[[ Provided entries open ]]

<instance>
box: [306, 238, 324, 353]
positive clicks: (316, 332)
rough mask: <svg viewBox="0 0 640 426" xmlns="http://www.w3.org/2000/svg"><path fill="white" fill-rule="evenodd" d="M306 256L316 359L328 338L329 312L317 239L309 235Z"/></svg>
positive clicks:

[[ Provided entries closed ]]

### Exercise aim
Retype all the data, keeping every character the same.

### Answer below
<instance>
box: [306, 238, 324, 353]
positive clicks: (316, 332)
rough mask: <svg viewBox="0 0 640 426" xmlns="http://www.w3.org/2000/svg"><path fill="white" fill-rule="evenodd" d="M306 256L316 359L328 338L329 312L317 239L309 235Z"/></svg>
positive clicks:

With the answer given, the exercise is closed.